** SUPPLIED TEXT **
IPM Take
The calendar changed. The postcode did not.
England’s revised childhood schedule is doing what policy promised for MenB: protecting babies earlier. But the same release shows the hard truth about immunisation. A better timetable is not the same thing as universal reach. Public health can move an appointment forward by four weeks. It still has to reach every family, in every neighbourhood, before the virus reaches them first.
Executive Summary
UKHSA reported that second-dose MenB coverage among six-month-old babies in England reached 89.8% in April 2026, up 4.6 percentage points from April 2025 after the dose was moved from 16 to 12 weeks of age. The same update showed first-dose MMR/MMRV coverage ranging from 72.0% in London to 83.0% in the South West. England had recorded 801 laboratory-confirmed measles cases from 1 January to 22 June, including two child deaths in 2026. (GOV.UK)
Why it matters
- Public authorities: Need to treat catch-up vaccination as a delivery operation, not an optional communications campaign.
- Clinicians: Need every child-health contact to become an opportunity to identify and close missed-dose gaps.
- Families: Need reminders, flexible appointments and trusted local advice, especially where access or confidence has already been weakened.
The MenB result is real progress. Moving the second dose from 16 to 12 weeks means babies can gain protection a full month earlier in life. It is exactly what a well-run national vaccination programme should do: identify a preventable risk, adjust the pathway, then watch whether the change reaches children in practice. (GOV.UK)

** TASKS TO CARRY OUT **
a – Repeat the passage from the piece on England's vaccine schedule, starting at "Why it matters" and ending at "already been weakened.".
b – Pick up the piece on England's vaccine schedule after its last sentence and carry it forward.
These items were drawn from a separate source.

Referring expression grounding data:

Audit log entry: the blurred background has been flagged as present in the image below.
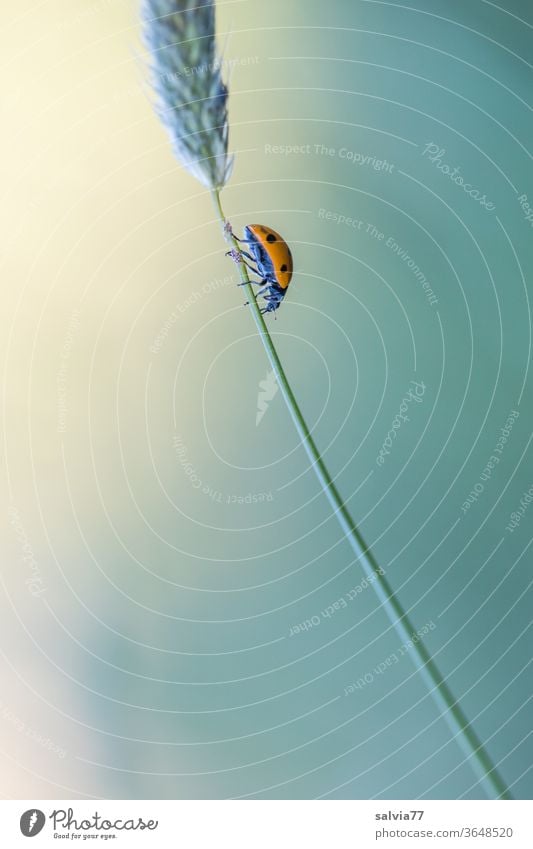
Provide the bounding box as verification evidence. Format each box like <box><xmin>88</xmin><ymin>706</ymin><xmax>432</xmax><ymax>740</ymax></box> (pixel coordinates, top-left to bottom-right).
<box><xmin>0</xmin><ymin>0</ymin><xmax>533</xmax><ymax>799</ymax></box>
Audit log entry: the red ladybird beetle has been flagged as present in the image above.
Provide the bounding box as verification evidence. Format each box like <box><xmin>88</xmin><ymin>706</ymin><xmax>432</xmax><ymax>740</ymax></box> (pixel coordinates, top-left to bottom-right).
<box><xmin>235</xmin><ymin>224</ymin><xmax>293</xmax><ymax>313</ymax></box>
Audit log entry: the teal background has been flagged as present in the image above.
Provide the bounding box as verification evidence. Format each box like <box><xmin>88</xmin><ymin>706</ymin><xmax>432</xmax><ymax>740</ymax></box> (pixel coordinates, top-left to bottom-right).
<box><xmin>0</xmin><ymin>0</ymin><xmax>533</xmax><ymax>799</ymax></box>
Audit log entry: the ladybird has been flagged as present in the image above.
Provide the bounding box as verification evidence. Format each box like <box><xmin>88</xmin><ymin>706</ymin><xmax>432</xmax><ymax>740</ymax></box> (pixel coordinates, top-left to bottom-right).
<box><xmin>235</xmin><ymin>224</ymin><xmax>293</xmax><ymax>313</ymax></box>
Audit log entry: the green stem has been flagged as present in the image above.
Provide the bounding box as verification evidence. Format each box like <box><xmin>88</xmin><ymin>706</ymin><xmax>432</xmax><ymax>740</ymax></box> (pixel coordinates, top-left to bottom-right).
<box><xmin>212</xmin><ymin>191</ymin><xmax>512</xmax><ymax>799</ymax></box>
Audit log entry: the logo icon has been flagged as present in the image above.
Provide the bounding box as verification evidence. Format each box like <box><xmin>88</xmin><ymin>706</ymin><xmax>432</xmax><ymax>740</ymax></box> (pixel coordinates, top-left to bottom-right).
<box><xmin>20</xmin><ymin>808</ymin><xmax>46</xmax><ymax>837</ymax></box>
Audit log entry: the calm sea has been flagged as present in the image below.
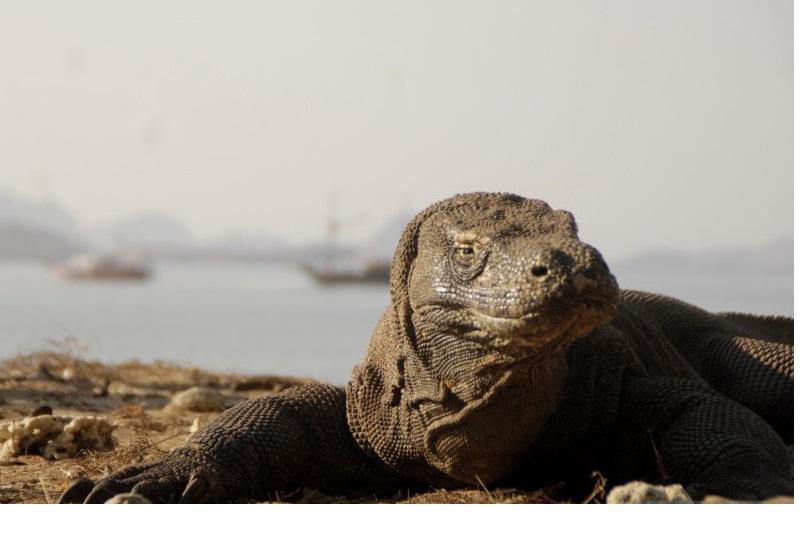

** RESPONSES PER TASK **
a –
Why it matters
- Public authorities: Need to treat catch-up vaccination as a delivery operation, not an optional communications campaign.
- Clinicians: Need every child-health contact to become an opportunity to identify and close missed-dose gaps.
- Families: Need reminders, flexible appointments and trusted local advice, especially where access or confidence has already been weakened.

b –
But the same figures tell a less comfortable story. MMR/MMRV first-dose coverage still varies sharply by region. In London, fewer than three in four eligible children had received their first dose by the April measurement point. Meanwhile, 60% of the 801 confirmed measles cases recorded this year were in children aged 10 and under, and London accounted for nearly half of cases reported in the most recent four-week period. (GOV.UK)
This is not a dispute about whether the tools exist. MenB, MMR and MMRV vaccines are already part of routine care. The policy problem is the last mile: finding children who missed a dose, making appointments workable for parents, and ensuring the local clinic, pharmacy or outreach service can act before an outbreak forces the issue.
The human cost sits behind the coverage chart. A missed vaccination may look like a data point until it becomes a frightened parent in an emergency department, a child excluded from school after an exposure, or a baby too young to be vaccinated who depends on the immunity of everyone around them.
For IPM, this is a reminder that timing is only half of precision prevention. The right vaccine at the right age matters. So does the right route to the family who has not yet received it.